### [Material for this task]
━━━━━━━━━━

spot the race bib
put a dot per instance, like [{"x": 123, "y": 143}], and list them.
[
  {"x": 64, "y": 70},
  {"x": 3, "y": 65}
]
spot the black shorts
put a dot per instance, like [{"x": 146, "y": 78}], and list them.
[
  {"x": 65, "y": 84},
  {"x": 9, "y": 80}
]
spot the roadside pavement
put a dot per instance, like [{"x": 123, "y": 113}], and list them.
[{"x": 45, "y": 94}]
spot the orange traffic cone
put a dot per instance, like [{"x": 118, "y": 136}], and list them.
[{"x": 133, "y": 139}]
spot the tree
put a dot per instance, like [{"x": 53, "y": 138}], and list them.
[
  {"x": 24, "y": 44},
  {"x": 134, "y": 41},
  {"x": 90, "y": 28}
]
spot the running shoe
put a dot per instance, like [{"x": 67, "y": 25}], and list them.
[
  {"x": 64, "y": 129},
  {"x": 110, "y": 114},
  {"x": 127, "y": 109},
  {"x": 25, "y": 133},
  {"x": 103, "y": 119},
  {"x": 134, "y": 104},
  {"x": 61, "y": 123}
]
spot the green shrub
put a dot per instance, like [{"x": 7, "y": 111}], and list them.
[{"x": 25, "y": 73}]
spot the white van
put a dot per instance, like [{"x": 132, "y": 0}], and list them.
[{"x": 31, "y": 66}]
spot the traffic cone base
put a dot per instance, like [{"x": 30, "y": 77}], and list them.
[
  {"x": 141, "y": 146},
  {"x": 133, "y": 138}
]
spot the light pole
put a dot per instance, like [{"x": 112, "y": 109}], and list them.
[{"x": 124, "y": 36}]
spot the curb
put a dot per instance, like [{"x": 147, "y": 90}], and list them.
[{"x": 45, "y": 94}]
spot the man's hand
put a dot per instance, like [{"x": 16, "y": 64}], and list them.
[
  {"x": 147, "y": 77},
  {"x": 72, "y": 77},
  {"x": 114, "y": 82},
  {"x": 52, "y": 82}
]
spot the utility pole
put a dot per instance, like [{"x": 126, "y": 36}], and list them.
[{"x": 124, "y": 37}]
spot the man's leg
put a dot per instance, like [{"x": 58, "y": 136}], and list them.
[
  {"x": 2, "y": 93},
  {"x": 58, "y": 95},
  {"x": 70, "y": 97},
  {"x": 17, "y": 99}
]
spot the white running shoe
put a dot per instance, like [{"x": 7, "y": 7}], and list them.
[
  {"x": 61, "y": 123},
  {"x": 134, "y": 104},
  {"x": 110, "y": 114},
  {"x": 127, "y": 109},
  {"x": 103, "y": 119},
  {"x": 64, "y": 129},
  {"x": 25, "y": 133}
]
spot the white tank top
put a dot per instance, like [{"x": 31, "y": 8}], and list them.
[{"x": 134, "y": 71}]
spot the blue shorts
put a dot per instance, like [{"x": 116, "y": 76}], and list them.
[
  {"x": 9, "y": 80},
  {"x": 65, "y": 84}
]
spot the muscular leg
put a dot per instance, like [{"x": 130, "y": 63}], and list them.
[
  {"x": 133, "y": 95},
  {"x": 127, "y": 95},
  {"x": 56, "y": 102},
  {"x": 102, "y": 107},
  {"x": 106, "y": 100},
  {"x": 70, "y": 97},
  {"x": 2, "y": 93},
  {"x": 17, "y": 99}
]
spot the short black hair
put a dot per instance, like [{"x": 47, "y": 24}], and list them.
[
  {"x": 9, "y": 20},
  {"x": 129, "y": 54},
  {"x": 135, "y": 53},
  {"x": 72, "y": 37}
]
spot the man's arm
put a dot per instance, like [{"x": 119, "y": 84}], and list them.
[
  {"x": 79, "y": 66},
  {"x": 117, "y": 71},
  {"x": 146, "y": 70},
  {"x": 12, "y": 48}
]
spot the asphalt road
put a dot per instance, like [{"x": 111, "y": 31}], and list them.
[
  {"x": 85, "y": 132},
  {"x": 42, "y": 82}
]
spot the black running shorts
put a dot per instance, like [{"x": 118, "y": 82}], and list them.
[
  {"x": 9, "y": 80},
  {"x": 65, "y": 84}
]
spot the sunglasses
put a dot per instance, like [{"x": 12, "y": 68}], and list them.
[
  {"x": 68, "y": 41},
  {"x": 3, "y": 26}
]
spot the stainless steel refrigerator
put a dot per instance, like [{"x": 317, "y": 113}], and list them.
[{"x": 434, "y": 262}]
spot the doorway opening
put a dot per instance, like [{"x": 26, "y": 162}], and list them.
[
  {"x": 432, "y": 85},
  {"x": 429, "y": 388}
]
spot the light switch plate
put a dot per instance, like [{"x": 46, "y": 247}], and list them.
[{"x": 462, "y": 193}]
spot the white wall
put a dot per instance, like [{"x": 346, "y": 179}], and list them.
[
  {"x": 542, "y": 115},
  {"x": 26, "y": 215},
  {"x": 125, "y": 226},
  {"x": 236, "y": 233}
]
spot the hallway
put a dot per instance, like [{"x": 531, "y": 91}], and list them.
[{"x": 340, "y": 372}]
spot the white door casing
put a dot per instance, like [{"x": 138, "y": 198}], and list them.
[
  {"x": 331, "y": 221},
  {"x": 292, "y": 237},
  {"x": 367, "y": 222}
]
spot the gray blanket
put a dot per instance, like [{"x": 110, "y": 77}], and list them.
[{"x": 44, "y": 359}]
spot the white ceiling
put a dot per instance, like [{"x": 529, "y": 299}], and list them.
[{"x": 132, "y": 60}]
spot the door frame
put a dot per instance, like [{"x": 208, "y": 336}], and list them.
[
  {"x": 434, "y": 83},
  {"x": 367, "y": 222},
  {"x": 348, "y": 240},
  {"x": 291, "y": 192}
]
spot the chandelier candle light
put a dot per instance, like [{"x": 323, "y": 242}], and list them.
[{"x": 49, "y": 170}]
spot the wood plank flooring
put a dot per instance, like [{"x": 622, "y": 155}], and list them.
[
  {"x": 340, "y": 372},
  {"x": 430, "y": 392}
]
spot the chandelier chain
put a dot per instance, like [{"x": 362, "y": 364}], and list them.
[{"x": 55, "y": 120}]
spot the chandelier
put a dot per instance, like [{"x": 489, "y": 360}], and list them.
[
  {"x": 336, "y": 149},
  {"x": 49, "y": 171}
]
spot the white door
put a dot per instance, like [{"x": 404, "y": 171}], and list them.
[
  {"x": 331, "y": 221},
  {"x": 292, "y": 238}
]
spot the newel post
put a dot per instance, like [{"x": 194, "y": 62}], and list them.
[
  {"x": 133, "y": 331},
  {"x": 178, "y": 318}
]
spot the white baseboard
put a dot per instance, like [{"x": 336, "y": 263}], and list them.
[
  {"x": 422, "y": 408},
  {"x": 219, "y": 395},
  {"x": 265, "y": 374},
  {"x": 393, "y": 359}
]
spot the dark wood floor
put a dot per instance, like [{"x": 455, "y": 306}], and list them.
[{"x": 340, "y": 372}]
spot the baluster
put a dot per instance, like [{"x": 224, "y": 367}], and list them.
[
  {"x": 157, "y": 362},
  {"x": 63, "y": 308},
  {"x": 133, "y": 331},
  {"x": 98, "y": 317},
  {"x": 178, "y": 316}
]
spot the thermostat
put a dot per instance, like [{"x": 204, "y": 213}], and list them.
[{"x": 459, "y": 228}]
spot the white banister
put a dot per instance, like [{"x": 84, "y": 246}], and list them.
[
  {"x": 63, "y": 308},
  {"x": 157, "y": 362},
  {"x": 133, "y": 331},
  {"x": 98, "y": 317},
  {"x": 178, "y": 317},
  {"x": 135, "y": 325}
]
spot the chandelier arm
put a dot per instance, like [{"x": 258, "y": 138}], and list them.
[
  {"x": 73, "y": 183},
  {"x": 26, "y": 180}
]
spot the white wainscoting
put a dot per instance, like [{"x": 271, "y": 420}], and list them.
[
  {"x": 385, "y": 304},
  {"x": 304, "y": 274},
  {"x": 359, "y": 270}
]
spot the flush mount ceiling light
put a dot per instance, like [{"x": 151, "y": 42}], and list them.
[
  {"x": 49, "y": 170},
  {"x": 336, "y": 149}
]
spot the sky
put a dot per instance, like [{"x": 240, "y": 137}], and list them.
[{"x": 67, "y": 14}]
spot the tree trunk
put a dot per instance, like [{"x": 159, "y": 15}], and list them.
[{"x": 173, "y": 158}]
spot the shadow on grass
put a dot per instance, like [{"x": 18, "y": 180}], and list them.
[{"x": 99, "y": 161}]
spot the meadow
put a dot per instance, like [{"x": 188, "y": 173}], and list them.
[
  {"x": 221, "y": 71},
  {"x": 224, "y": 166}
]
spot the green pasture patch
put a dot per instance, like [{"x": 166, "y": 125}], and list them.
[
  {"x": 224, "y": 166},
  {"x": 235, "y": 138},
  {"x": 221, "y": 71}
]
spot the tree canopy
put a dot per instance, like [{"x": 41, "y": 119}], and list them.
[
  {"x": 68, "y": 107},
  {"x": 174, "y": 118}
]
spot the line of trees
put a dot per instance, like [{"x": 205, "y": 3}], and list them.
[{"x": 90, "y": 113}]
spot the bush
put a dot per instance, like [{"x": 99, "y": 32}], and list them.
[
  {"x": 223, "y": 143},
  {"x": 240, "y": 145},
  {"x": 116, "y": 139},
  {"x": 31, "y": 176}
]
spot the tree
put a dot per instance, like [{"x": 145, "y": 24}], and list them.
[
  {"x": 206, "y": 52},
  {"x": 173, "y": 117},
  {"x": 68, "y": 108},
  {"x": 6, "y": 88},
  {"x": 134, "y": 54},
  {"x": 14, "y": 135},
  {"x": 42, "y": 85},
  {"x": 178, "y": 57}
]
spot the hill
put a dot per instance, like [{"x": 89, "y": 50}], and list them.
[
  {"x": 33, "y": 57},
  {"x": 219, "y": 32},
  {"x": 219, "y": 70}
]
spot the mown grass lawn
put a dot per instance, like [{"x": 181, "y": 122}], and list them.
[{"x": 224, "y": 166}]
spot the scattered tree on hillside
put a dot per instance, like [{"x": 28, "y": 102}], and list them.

━━━━━━━━━━

### [What the exercise asks]
Please repeat the data from the line with "spot the mown grass lawn" through the end of the data, swapping "hillside" for "slope" and leaving everything else unchanged.

### [Output]
spot the mown grass lawn
put a dot per instance, like [{"x": 181, "y": 122}], and list them.
[{"x": 224, "y": 166}]
spot the scattered tree on slope
put a dot per instance, like [{"x": 28, "y": 102}], and list them.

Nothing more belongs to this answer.